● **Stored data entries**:
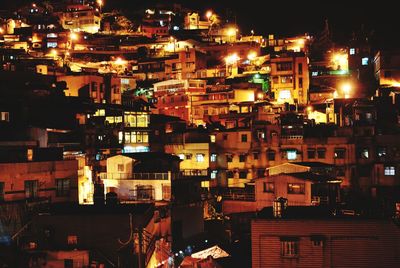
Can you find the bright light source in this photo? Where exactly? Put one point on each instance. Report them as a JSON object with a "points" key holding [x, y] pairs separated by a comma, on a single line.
{"points": [[119, 61], [73, 36], [252, 55], [209, 14], [231, 31], [232, 59]]}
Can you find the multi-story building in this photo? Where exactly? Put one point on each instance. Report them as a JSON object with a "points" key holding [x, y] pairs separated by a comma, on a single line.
{"points": [[31, 173], [80, 18], [174, 97], [290, 78], [311, 237]]}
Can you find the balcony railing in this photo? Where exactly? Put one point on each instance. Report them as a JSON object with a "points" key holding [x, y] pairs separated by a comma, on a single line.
{"points": [[239, 195], [135, 176]]}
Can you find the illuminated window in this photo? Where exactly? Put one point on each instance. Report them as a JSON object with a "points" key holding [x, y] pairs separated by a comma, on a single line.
{"points": [[62, 187], [296, 188], [390, 171], [381, 151], [285, 94], [31, 188], [2, 191], [364, 61], [340, 153], [199, 158], [255, 156], [291, 154], [5, 116], [271, 155], [29, 154], [289, 248], [72, 240], [268, 187], [321, 153], [120, 167], [311, 153], [286, 79], [363, 153], [212, 138]]}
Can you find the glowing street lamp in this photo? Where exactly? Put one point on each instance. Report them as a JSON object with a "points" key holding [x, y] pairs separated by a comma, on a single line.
{"points": [[346, 90], [209, 13], [251, 56]]}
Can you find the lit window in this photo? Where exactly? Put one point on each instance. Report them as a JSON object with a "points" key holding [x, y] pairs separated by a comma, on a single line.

● **TASK TO CARRY OUT**:
Please reproduce each entry exactly as given and omit the pictures.

● **TASK SOLUTION**:
Can you find the bright light source in this photo? Where exactly? Put one point on each instance. Report them as a JSON object with a "points" key holding [x, y] pairs separated by a comma, on a single line.
{"points": [[119, 61], [73, 36], [252, 55], [209, 14], [231, 31], [232, 59]]}
Can you find the multi-story building in this photo? Where exactly? Put one point on each instance. Report them as a JSON object with a "points" key holding [x, y] pairs separated by a comma, on a single line.
{"points": [[31, 173], [80, 18], [174, 97], [290, 78], [311, 237]]}
Can you find the balcony railing in this photo? Where exactly? Put one point on each instance. Report them as a JSON object with a "points" key holding [x, y] pairs separated by a comma, on a single line.
{"points": [[239, 195], [135, 176]]}
Can you find the illuminated window in this photo? Where exactly? Put one point on each instance. Report them as a JSON object with a "points" key holding [x, y] pairs separated by a comma, on a single line.
{"points": [[62, 187], [296, 188], [390, 171], [381, 151], [285, 94], [31, 188], [2, 191], [364, 61], [340, 153], [199, 158], [255, 156], [291, 154], [5, 116], [271, 155], [29, 154], [289, 248], [72, 240], [268, 187], [321, 153], [120, 167], [311, 153], [286, 79], [363, 153], [212, 138]]}
Can you find the glowing street lamp in this photo? Where exactly? Put one point on each instance. Report them as a JSON object with a "points" key holding [x, y] pairs separated by a comma, on a single line.
{"points": [[346, 90], [209, 13], [251, 56]]}
Can you find the lit window in this photo? Where exactly? Put one point on each instance. Report them as a JSON object with a "points" key holding [x, y] pairs separated by a comma, on a single line.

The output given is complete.